+++ GIVEN PASSAGE
Mix with 10–20% NaOH solution (solid-liquid ratio 1:4–1:6) and heat to 80–100℃ (reflux to prevent NaOH volatilization).
Stir for 1–3 h – SiO₂ + 2NaOH = Na₂SiO₃ + H₂O (combined silicates also react to form soluble silicates).
Solid-liquid separation: Filter the slurry to separate CaCO₃ solids from Na₂SiO₃-containing lye.
Washing & neutralization: Wash CaCO₃ solids with deionized water 3–5 times to remove residual Na₂SiO₃/NaOH; neutralize residual alkali with dilute HCl (pH to 7–8) if needed.
Key Control Points
Avoid excessive NaOH concentration/temperature (prevents CaCO₃ from reacting with NaOH to form Ca(OH)₂, which precipitates and reduces CaCO₃ purity).
Recycle NaOH lye (concentrate and reuse) to reduce cost and environmental pollution.
Acid Leaching (Limited Application)
Acid leaching (dilute HCl/H₂SO₄) is rarely used alone because CaCO₃ reacts vigorously with acids (CaCO₃ + 2HCl = CaCl₂ + CO₂↑ + H₂O), which dissolves the target limestone. It is only used as a post-treatment step (after alkaline leaching) to remove trace calcium hydroxide/silicate impurities for ultra-high-purity CaCO₃.
Combined Beneficiation Processes (For Complex Limestone Ores)
++++++
+++ DATASET CONTENT
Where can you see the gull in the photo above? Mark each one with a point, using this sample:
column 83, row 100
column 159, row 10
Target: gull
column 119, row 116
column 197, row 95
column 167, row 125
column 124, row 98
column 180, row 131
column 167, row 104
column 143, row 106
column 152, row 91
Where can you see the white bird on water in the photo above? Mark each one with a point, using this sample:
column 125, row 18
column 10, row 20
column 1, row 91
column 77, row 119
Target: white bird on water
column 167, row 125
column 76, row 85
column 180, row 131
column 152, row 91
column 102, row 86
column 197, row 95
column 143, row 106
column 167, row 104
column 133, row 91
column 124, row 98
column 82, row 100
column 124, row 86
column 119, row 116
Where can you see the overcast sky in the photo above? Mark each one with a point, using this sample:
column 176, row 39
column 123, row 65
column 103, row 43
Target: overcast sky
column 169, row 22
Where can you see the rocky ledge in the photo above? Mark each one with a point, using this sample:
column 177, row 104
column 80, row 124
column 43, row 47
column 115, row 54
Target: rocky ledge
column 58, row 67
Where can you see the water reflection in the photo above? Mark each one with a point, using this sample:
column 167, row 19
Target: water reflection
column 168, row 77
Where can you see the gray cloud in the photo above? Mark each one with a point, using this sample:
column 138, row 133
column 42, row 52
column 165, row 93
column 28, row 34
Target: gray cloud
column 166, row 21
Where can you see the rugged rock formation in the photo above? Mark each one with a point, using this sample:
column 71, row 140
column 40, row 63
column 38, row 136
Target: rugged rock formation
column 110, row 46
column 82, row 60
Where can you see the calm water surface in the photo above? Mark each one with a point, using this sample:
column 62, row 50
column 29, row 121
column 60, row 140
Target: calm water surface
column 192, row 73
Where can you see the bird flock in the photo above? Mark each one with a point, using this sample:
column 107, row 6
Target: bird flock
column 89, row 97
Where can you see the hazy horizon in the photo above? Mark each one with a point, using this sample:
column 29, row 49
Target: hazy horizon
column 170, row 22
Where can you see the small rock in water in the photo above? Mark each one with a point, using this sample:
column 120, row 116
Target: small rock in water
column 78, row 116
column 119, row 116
++++++
- [WORK REQUIRED] Please continue the passage on removing silica from limestone, starting right after its final heading on combined beneficiation processes.

- [RESULT OF THE TASK]
Most limestone ores contain silica in mixed forms (surface slime + fine disseminated free silica + minor combined silica). A combined physical-chemical process is the most economical and efficient solution, as it reduces the load of high-cost flotation/chemical leaching by pre-removing simple silica.
Common Industrial Combined Processes
Washing → Scrubbing → Flotation (Reverse): For limestone with surface siliceous slime + fine disseminated free silica (the most widely used combined process for industrial-grade CaCO₃).
Crushing → Screening → Gravity Separation → Flotation: For limestone with coarse quartz gangue + fine silica (pre-remove coarse silica via gravity separation to cut flotation reagent consumption).
Washing → Flotation → Alkaline Leaching: For limestone with medium silica content + minor combined silica (produces high-purity CaCO₃ for coatings/paper).
Scrubbing → Magnetic Separation → Flotation: For limestone with silica associated with magnetic impurities (deep silica removal).
Key Industrial Considerations for Pre-Grinding Silica Removal
Ore Property Analysis First: Conduct XRD, rock phase analysis, and particle size analysis to determine silica’s occurrence state, dissemination grain size, and content – the foundation for method selection (avoid blind process design).
Cost Priority: Follow the principle “physical methods first → flotation → chemical methods”; chemical methods are only for high-purity requirements.
Reagent/ Wastewater Treatment: Recycle flotation reagents (e.g., fatty acid collectors) and alkaline leaching lye (NaOH) to reduce cost; treat flotation wastewater (coagulation + sedimentation) and chemical leaching wastewater (neutralization + desalination) to meet environmental discharge standards.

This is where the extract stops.